_READING TEXT_.
Under the SPSPA, the GSEs could not increase their debt levels to more than 110% of their debt on June 30, 2008. The first amendment, passed on May 6, 2009, raised the debt limit to 120% of the portfolio cap. Operating in conjunction with a mandatory decrease of the portfolio, the debt cap decreased by 10% annually beginning in 2010 (UST/Fannie 2009a). The third amendment accelerated the decrease from 10% to 15% (UST/Fannie 2012).
Treasury and the FHFA recognized that the GSEs required adequate leverage to purchase and hold mortgages in their portfolios. Since the GSEs were obligated to reduce their portfolios, the FHFA limited outstanding debt as a percentage of the GSE’s portfolio.
Without Treasury’s approval, the GSEs and the FHFA, as conservator, could not:
- Pay dividends on any class of stock other than the Senior Preferred Stock,
- Issue common or preferred stock,
- Enter into a contract with any affiliate of Treasury,
- End the conservatorship, unless the FHFA moved the GSEs into receivership,
- Sell, convey, or transfer any of its assets, unless the transaction constituted “the ordinary course of business,”

_DATA EXCERPT_.
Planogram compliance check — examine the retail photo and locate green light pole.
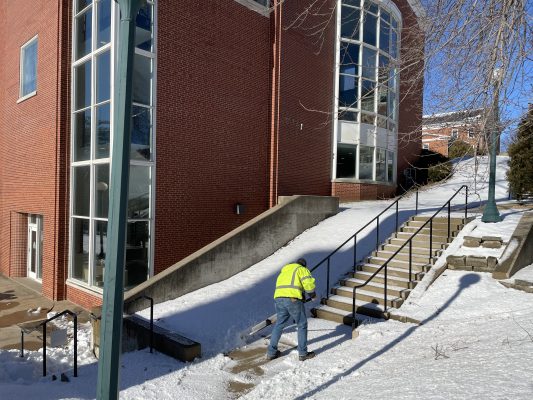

_GOAL_.
Quote the passage on the GSEs' debt limits word for word, from "Treasury and the" up to and including "the GSE’s portfolio.".

_ANSWER TO THIS PROBLEM_.
Treasury and the FHFA recognized that the GSEs required adequate leverage to purchase and hold mortgages in their portfolios. Since the GSEs were obligated to reduce their portfolios, the FHFA limited outstanding debt as a percentage of the GSE’s portfolio.